| WHAT YOU WILL DO |
Without the images, write out the whole listing exactly.

------------------------------------------------

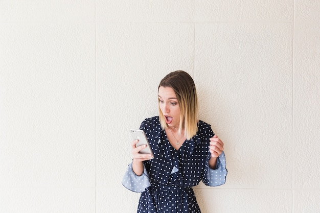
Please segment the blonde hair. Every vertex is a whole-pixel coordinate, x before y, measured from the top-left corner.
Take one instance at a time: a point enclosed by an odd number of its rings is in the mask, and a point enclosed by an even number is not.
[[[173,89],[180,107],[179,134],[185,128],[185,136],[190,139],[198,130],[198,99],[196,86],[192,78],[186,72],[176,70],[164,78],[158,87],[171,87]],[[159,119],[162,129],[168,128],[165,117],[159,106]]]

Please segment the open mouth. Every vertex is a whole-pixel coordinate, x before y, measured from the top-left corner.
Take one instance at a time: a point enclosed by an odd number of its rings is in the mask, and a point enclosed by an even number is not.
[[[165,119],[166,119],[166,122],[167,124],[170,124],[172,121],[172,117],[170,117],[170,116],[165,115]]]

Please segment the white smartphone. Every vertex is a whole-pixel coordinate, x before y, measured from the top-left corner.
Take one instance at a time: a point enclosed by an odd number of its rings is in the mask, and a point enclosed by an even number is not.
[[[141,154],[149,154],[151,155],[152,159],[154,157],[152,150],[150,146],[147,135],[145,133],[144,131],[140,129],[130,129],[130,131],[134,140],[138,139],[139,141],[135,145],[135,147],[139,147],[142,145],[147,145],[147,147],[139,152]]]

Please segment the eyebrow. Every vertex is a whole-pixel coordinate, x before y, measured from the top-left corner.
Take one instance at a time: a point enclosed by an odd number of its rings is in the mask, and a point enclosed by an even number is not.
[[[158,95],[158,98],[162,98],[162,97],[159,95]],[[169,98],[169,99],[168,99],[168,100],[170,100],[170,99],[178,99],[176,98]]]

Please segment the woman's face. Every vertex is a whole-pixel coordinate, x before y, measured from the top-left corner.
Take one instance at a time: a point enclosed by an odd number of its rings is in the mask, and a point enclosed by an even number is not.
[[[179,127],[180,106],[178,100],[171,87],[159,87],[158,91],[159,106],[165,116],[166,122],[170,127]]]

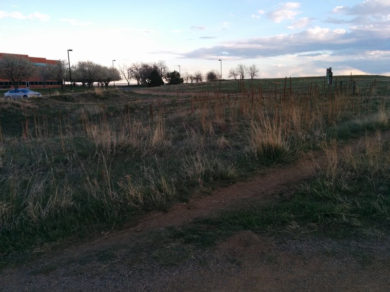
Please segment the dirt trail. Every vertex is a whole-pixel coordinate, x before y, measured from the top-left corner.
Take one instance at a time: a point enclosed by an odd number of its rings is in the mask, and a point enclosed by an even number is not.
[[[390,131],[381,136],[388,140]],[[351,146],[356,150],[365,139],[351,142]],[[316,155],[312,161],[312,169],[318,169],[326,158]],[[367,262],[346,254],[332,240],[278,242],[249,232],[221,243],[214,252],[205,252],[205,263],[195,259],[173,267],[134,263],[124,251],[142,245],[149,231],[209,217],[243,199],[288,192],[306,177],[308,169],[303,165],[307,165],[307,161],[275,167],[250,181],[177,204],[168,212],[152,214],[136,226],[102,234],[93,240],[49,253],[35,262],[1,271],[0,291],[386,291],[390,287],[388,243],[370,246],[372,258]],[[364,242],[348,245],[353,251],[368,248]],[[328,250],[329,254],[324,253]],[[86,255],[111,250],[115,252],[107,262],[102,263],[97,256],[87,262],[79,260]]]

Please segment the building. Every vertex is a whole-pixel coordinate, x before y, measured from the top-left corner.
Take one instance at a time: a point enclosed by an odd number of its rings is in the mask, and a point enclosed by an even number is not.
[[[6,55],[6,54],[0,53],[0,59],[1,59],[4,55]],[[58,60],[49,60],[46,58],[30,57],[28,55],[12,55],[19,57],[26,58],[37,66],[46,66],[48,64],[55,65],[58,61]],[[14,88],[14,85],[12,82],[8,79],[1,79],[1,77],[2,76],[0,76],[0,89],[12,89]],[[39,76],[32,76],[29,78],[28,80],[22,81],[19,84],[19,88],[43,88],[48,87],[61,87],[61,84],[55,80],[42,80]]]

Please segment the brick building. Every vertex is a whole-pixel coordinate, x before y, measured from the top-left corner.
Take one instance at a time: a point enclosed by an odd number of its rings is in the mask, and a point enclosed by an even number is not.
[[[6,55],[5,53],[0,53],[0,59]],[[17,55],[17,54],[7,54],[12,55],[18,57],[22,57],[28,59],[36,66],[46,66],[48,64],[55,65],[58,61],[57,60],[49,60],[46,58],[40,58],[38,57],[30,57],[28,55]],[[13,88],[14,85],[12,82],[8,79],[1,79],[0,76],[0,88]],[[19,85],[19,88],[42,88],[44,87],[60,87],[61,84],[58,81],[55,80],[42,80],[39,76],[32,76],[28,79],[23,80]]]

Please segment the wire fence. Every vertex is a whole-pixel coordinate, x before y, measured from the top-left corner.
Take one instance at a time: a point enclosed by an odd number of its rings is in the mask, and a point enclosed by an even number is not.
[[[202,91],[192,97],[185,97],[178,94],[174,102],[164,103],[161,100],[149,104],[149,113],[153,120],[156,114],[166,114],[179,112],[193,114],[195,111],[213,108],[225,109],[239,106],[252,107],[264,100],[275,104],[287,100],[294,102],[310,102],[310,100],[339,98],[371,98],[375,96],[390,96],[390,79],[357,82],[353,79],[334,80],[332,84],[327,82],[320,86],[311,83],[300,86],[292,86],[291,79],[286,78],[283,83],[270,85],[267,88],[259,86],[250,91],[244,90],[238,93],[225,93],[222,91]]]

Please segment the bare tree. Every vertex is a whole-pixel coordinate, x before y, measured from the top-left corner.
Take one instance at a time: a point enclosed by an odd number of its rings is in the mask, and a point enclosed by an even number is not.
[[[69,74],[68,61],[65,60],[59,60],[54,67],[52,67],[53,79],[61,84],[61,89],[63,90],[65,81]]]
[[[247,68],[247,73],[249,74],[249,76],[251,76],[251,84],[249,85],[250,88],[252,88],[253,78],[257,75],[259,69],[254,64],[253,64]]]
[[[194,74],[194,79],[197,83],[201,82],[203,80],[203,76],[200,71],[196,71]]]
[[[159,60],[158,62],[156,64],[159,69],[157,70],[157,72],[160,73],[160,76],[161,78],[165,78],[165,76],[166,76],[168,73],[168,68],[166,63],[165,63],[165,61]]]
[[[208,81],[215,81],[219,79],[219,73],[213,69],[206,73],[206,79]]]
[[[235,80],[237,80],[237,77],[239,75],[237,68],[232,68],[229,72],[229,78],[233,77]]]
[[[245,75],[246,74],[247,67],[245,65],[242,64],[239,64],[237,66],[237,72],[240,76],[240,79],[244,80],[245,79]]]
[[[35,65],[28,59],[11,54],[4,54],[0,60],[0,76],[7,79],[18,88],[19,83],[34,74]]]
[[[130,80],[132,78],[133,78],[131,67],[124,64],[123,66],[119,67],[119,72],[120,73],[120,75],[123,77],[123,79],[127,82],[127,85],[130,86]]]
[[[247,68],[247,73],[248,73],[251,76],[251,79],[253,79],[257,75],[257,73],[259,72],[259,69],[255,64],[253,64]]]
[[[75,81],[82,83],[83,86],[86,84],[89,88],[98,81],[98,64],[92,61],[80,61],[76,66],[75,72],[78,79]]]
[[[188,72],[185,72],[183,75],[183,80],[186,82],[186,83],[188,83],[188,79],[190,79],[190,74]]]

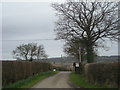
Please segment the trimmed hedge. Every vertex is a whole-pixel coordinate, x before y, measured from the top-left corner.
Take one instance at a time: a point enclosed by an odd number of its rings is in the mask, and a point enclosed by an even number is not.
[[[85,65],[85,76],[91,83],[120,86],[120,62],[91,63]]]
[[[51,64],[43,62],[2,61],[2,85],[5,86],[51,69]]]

------------------------------------------------

| SOLUTION TO THIS EXERCISE |
Please segment the blonde hair. Every vertex is a whole-pixel coordinate, x before y, measured from the top-left corner.
Take one instance at a time: a point enclosed by an odd number of its rings is in the mask, and a point enclosed by an even number is not.
[[[173,89],[180,107],[179,134],[185,128],[185,136],[190,139],[198,130],[198,99],[196,86],[192,78],[186,72],[176,70],[164,78],[158,87],[171,87]],[[159,119],[162,129],[168,128],[165,117],[159,106]]]

Please segment the open mouth. Every vertex is a whole-pixel coordinate, x before y, measured from the top-left corner.
Take one instance at a time: a point enclosed by an odd number of its rings is in the mask, and a point enclosed by an even number is not.
[[[165,119],[166,119],[166,122],[167,124],[170,124],[172,121],[172,117],[170,117],[170,116],[165,115]]]

Please segment the white smartphone. Every vertex is a whole-pixel coordinate, x before y, measured from the top-left corner.
Take one instance at a time: a point enclosed by an odd number of its rings is in the mask, and a point enclosed by an even number is not.
[[[141,154],[149,154],[151,155],[152,159],[154,157],[152,150],[150,146],[147,135],[145,133],[144,131],[140,129],[130,129],[130,131],[134,140],[138,139],[139,141],[135,145],[135,147],[139,147],[142,145],[147,145],[147,147],[139,152]]]

Please segment the eyebrow. Every vertex is a whole-pixel coordinate, x before y, measured from the top-left corner.
Take one instance at a time: a point enclosed by an odd number of its rings is in the mask, and a point enclosed by an even number is not.
[[[158,95],[158,98],[162,98],[162,97],[159,95]],[[169,98],[169,99],[168,99],[168,100],[170,100],[170,99],[178,99],[176,98]]]

Please segment the woman's face. Every vertex is a whole-pixel coordinate, x before y, measured from the top-left corner.
Take one instance at a time: a point enclosed by an odd number of its rings is in the mask, and a point enclosed by an even number is not.
[[[179,127],[180,106],[178,100],[171,87],[159,87],[158,91],[159,106],[165,116],[166,122],[170,127]]]

Please segment the dirt trail. Every vertex is a whole-pixel coordinate, x before y, measured from the top-left corner.
Take one instance at a time: a point enclosed by an odd number of its rings is in the mask, and a point enclosed by an even number is not.
[[[390,131],[381,136],[388,140]],[[351,146],[356,150],[365,139],[351,142]],[[316,155],[312,161],[312,169],[318,169],[326,158]],[[367,262],[346,254],[332,240],[278,242],[249,232],[221,243],[214,252],[205,252],[205,263],[195,259],[173,267],[134,263],[124,251],[142,245],[149,231],[209,217],[243,199],[288,192],[306,177],[308,169],[303,165],[307,165],[307,161],[275,167],[250,181],[177,204],[168,212],[152,214],[136,226],[102,234],[93,240],[49,253],[35,262],[1,271],[0,291],[386,291],[390,287],[388,243],[370,246],[372,258]],[[364,242],[348,245],[353,251],[368,248]],[[328,250],[329,254],[324,253]],[[86,255],[111,250],[115,252],[107,262],[102,263],[97,256],[87,262],[79,260]]]

Please segment the building. Every vertex is a whole-pixel coordinate, x before y, measured from the top-left corner.
Take one instance at a time: a point enclosed by an odd number of its rings is in the mask, and a point enclosed by an even number is not.
[[[6,55],[6,54],[0,53],[0,59],[1,59],[4,55]],[[58,60],[49,60],[46,58],[30,57],[28,55],[12,55],[19,57],[26,58],[37,66],[46,66],[48,64],[55,65],[58,61]],[[14,88],[14,85],[12,82],[8,79],[1,79],[1,77],[2,76],[0,76],[0,89],[12,89]],[[39,76],[32,76],[29,78],[28,80],[22,81],[19,84],[19,88],[43,88],[48,87],[61,87],[61,84],[55,80],[42,80]]]

Please segment the brick building. Every vertex is a whole-pixel coordinate, x before y, measured from the top-left corner.
Take one instance at a time: a point enclosed by an odd number of its rings is in the mask, and a point enclosed by an even number is not.
[[[6,55],[5,53],[0,53],[0,59]],[[17,55],[17,54],[7,54],[12,55],[18,57],[22,57],[28,59],[36,66],[46,66],[48,64],[55,65],[58,61],[57,60],[49,60],[46,58],[40,58],[38,57],[30,57],[28,55]],[[13,88],[14,85],[12,82],[8,79],[1,79],[0,76],[0,88]],[[19,85],[19,88],[42,88],[44,87],[60,87],[61,84],[58,81],[55,80],[42,80],[39,76],[32,76],[28,79],[23,80]]]

Please segment the wire fence. Every vertex is a whole-pixel coordinate, x before y, measured from the top-left corner.
Take one instance at a time: a point enclosed by an odd number of its rings is in the mask, and a point enclosed by an even number is not.
[[[202,91],[192,97],[185,97],[178,94],[174,102],[164,103],[161,100],[149,104],[149,113],[153,120],[156,114],[166,114],[179,112],[193,114],[195,111],[213,108],[225,109],[239,106],[252,107],[264,100],[275,104],[287,100],[294,102],[310,102],[310,100],[339,98],[371,98],[375,96],[390,96],[390,79],[357,82],[353,79],[334,80],[332,84],[327,82],[320,86],[311,83],[300,86],[292,86],[291,79],[286,78],[283,83],[270,85],[267,88],[259,86],[250,91],[244,90],[238,93],[225,93],[222,91]]]

Please segment the bare tree. Every vertex is a whole-pixel coordinate, x before y, measured from the top-left corner.
Take one instance at a time: a point enclosed by an odd number of its rings is in the mask, and a point enclosed by an even number is not.
[[[69,74],[68,61],[65,60],[59,60],[54,67],[52,67],[53,79],[61,84],[61,89],[63,90],[65,81]]]
[[[247,68],[247,73],[249,74],[249,76],[251,76],[251,84],[249,85],[250,88],[252,88],[253,78],[257,75],[259,69],[254,64],[253,64]]]
[[[194,74],[194,79],[197,83],[201,82],[203,80],[203,76],[200,71],[196,71]]]
[[[159,60],[158,62],[156,64],[159,69],[157,70],[157,72],[160,73],[160,76],[161,78],[165,78],[165,76],[166,76],[168,73],[168,68],[166,63],[165,63],[165,61]]]
[[[208,81],[215,81],[219,79],[219,73],[213,69],[206,73],[206,79]]]
[[[235,80],[237,80],[237,77],[239,75],[237,68],[232,68],[229,72],[229,78],[233,77]]]
[[[245,75],[246,74],[247,67],[245,65],[242,64],[239,64],[237,66],[237,72],[240,76],[240,79],[244,80],[245,79]]]
[[[35,65],[28,59],[11,54],[4,54],[0,60],[0,76],[7,79],[18,88],[19,83],[34,74]]]
[[[130,80],[132,78],[133,78],[131,67],[124,64],[123,66],[119,67],[119,72],[120,73],[120,75],[123,77],[123,79],[127,82],[127,85],[130,86]]]
[[[247,68],[247,73],[248,73],[251,76],[251,79],[253,79],[257,75],[257,73],[259,72],[259,69],[255,64],[253,64]]]
[[[75,81],[82,83],[83,86],[86,84],[89,88],[98,81],[98,64],[92,61],[80,61],[76,66],[75,72],[78,79]]]
[[[188,72],[185,72],[183,75],[183,80],[186,82],[186,83],[188,83],[188,79],[190,79],[190,74]]]

Please segment the trimmed hedge. Every vertex is a whole-pixel coordinate, x before y, measured from the top-left corner.
Take one instance at a time: a point enclosed by an odd number of its rings is in the mask, and a point enclosed by an even number is not.
[[[85,65],[85,76],[91,83],[120,86],[120,62],[91,63]]]
[[[51,64],[43,62],[2,61],[2,85],[5,86],[51,69]]]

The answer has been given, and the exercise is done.